(提示文)
1つの物語を2つの視点から描き、2つの舞台作品を交互に上演する冒険的公演企画が、今回の舞台「プロパガンダゲーム」。レジスタンスチーム視点から描く「side: Resistance」、政府チーム側視点から描く「side: Government」から成る。新宿のサンモールスタジオで上演中だ。
それぞれが独立した物語になっていながらも、反対サイドの内容と密接に絡み合いながら展開していき、両サイドの物語を体験することで大きな1つの物語が完結する構成となる。
主催者は、1作品だけを見ても十分楽しめる作品づくりがされる。「戦争賛成/反対」という誰もが自分の意志を持っているであろうテーマを扱うことで、観客は自分の考え再度向き合うきっかけにもなり、また両方の作品を見ながらそれぞれの登場人物に 共感していくなかで、自分の考えが変わる体験、自分の価値観が揺らぐ体験ができる仕上がりを目指されている。
<共通シーン:冒頭>
設定は大手広告代理店の最終選考。リクルートスーツに身を包んだ学生が一人、また一人入ってくる。入る前にお辞儀をする者、緊張のあまり、そそくさと席に着く者、肩の力が入った者、様々な学生が入室する。
それから代理店の担当やマーケティング局長が入室、面接ではなく、なんと「プロパガンダゲーム」を行うとアナウンス、一瞬学生たちの頭の上に「?」マークが。カードが配られ、そこでレジスタンスチームになるか、政府チームになるか振り分けられる。メンバーは各4人ずつ、男女の人数も同じ、ただ、それぞれのチームに相手チームのスパイが隠れている。もちろん、本人しかわからない。
11日のゲネプロは「side: Resistance」。舞台上はそのメンバー、そして”窓”を隔てて「side: Government」。

(記述課題)
- 1) 舞台「プロパガンダゲーム」の紹介文によると、この舞台はどこで上演されているか。
- 2) 舞台「プロパガンダゲーム」の紹介文を、最後の文の後から書き継いでください。

(記録一覧)
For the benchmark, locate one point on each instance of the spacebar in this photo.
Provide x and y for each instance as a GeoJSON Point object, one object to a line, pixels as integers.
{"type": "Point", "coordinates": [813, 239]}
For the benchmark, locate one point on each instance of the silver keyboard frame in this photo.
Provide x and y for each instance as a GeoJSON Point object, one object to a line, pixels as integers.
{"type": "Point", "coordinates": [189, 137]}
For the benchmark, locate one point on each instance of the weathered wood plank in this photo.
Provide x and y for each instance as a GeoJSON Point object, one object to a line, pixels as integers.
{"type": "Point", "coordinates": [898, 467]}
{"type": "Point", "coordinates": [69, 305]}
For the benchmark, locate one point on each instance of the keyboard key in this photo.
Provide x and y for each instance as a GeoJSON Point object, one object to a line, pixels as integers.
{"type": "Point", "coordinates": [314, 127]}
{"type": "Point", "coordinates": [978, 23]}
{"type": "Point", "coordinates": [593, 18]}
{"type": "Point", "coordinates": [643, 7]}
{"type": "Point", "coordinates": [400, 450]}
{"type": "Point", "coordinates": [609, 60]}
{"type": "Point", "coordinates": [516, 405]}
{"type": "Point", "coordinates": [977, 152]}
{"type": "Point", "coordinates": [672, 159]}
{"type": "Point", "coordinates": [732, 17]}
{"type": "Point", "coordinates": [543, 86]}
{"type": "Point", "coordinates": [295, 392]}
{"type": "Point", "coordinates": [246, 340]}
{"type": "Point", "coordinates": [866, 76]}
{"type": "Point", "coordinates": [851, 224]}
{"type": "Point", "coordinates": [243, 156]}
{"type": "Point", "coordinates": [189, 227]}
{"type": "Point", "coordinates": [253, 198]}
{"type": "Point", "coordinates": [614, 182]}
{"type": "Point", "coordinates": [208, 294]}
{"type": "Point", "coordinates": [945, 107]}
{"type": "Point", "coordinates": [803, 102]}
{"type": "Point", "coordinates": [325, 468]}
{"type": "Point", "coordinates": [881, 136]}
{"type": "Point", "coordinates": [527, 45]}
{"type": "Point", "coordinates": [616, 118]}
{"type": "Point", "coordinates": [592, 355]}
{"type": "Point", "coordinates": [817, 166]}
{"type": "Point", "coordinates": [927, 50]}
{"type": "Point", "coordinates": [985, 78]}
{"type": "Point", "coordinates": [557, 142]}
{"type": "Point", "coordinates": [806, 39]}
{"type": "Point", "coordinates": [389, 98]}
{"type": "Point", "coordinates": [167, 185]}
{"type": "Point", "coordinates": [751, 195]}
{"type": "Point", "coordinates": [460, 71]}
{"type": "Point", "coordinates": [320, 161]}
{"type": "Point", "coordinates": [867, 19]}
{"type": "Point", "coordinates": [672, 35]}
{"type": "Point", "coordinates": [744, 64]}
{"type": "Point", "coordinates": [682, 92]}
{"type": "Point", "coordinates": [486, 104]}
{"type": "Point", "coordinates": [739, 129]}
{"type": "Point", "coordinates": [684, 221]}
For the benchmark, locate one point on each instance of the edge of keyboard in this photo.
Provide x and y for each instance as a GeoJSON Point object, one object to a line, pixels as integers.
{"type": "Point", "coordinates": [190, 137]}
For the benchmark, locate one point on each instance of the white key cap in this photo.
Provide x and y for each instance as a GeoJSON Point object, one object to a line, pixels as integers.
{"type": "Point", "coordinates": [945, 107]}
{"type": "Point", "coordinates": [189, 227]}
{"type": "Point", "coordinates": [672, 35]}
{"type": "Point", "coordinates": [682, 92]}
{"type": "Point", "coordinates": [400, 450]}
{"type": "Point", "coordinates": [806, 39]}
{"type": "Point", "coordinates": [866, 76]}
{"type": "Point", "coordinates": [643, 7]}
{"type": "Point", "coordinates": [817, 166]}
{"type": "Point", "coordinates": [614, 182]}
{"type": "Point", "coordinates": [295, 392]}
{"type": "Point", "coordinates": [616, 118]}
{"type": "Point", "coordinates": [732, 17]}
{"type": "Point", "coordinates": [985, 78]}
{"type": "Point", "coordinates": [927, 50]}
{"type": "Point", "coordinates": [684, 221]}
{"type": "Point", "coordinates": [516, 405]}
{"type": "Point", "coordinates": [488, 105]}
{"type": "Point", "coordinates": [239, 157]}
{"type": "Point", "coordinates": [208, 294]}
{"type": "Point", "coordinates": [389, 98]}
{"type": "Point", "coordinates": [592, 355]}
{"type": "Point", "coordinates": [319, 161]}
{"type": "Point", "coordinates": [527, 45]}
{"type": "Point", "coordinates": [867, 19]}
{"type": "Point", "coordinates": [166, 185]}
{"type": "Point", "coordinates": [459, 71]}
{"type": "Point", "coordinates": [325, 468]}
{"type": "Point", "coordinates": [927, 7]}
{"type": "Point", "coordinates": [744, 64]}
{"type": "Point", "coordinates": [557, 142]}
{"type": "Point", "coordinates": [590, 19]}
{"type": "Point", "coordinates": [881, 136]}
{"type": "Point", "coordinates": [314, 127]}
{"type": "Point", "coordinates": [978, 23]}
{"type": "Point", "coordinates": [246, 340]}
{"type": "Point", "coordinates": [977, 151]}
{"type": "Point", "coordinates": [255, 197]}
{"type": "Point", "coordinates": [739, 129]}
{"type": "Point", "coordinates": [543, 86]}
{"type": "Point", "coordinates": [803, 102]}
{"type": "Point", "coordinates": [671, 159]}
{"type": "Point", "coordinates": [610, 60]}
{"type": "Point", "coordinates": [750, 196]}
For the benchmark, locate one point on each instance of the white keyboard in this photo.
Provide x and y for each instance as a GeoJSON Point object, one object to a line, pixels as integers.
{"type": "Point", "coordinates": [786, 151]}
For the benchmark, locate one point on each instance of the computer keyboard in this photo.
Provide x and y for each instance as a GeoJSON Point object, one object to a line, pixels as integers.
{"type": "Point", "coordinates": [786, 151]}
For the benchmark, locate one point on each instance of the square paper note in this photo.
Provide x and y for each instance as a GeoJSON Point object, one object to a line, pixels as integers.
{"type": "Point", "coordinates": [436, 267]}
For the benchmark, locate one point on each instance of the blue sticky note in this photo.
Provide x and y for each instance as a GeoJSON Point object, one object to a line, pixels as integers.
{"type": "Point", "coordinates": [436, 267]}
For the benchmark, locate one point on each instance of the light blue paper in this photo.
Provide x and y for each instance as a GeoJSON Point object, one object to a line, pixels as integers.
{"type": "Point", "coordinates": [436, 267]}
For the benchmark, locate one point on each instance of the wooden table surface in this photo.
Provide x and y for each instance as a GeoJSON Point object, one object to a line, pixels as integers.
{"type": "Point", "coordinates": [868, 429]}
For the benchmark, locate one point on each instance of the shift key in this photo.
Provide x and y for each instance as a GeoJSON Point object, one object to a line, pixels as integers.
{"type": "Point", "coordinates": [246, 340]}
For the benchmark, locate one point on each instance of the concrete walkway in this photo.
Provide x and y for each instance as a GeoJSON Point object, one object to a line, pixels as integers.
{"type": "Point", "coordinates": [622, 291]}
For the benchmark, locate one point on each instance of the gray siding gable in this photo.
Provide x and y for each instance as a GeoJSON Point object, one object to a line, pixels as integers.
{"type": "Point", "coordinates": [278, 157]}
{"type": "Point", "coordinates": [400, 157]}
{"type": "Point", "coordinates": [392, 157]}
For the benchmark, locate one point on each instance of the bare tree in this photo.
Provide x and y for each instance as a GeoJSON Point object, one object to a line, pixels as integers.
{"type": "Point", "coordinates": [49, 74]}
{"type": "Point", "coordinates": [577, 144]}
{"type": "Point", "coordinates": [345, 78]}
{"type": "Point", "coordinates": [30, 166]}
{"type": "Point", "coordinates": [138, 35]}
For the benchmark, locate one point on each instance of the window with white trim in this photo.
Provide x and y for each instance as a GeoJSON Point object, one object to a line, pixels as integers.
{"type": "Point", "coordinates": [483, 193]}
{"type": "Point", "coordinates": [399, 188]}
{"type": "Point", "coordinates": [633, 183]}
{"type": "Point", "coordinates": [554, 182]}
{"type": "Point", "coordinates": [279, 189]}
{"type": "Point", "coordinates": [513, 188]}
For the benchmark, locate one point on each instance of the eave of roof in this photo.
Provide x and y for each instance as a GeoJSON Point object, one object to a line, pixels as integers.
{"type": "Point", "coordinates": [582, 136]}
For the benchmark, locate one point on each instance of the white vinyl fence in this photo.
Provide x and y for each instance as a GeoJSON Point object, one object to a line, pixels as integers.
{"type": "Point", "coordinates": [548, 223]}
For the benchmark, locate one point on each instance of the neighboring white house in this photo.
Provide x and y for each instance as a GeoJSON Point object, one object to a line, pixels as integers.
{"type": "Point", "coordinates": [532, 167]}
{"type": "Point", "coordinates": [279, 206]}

(各課題の解答)
- 1) 新宿のサンモールスタジオ

- 2)
このゲームに勝つためには戦略と戦術を練らなければならない。命題は予め知ってたわけではなく、面接に訪れてその場で言い渡される、架空の国家パレット国は、隣国のイーゼル国とキャンバス島を巡る領土争い、その争いに勝たなければならない、そのためには戦争が必要なのか、いや、戦争回避なのか、ゲームなのでルールがあり、決められた時間内で広報アナウンスを行い、投票が行われ、勝たなければならない。そのためにはメンバーでの話し合い、意思疎通などはもちろん、相手チームに勝つための方法も考え、そのために有効な手段を使ってアピール。単純なゲームではない、大手広告代理店への就職がかかっている、もちろんいい結果を出せば、内定がもらえる。ある意味”崖っぷち”な面々、しかもチーム内にスパイもいる、そのスパイは誰なのか。宣伝、扇動、ゲームの国⺠として選ばれた一般人を相手にプロパガンダを行う。相手チームの発言を注意深く聞き、”分析”する。そして有効なアナウンスを考え出す。会話劇の面白さの他にスリルもあり、観客は舞台上の学生と共に考えたり、あるいは相手チームの出方を予測する、中間投票ではレジスタンスチームにとっては喜ばしい結果が出るも、そこからが”本番”、キリキリとする展開。ゲームであるはずなのに、ゲームという次元を超えて背筋が寒くなる瞬間があり、目が離せない。冒頭の部分で局長が「手段は選ばない」と学生たちに言うが、ロジックのみで戦うのではなく、”国民”がSNSを使ってすぐに情報発信をすることに着目し、あえて扇動する作戦も取ったりする。勝敗よりもメンバーのやりとりと表情、ボディランゲージをじっと観察するとそれぞれの個性や考え、思考回路も見えてくる。
「side: Resistance」
[ゲーム終了後]
12日は「side: Government」、「side: Resistance」と”リバーシブル”な関係。つまり、「side: Resistance」の時は「side: Government」の出演者は舞台の後方に、「side: Government」の時は「side: Resistance」の出演者は後方にいる。 共通のセリフは”広報タイム”、つまり、自分たちの考えが正当であるということを国民にアナウンスするセリフは全く同じ。そして、それぞれ、勝利するための話し合いのシーンは異なる、ということ。この2つを見ると8人のそのグループでの役割や性格、バックボーンも見えてくる、という仕組み。また、後方にいる俳優陣はSNSの”書き込み”も担う。よく映像で見せる演出もあるが、ここでは俳優陣が語る仕組み。ここも共通セリフ。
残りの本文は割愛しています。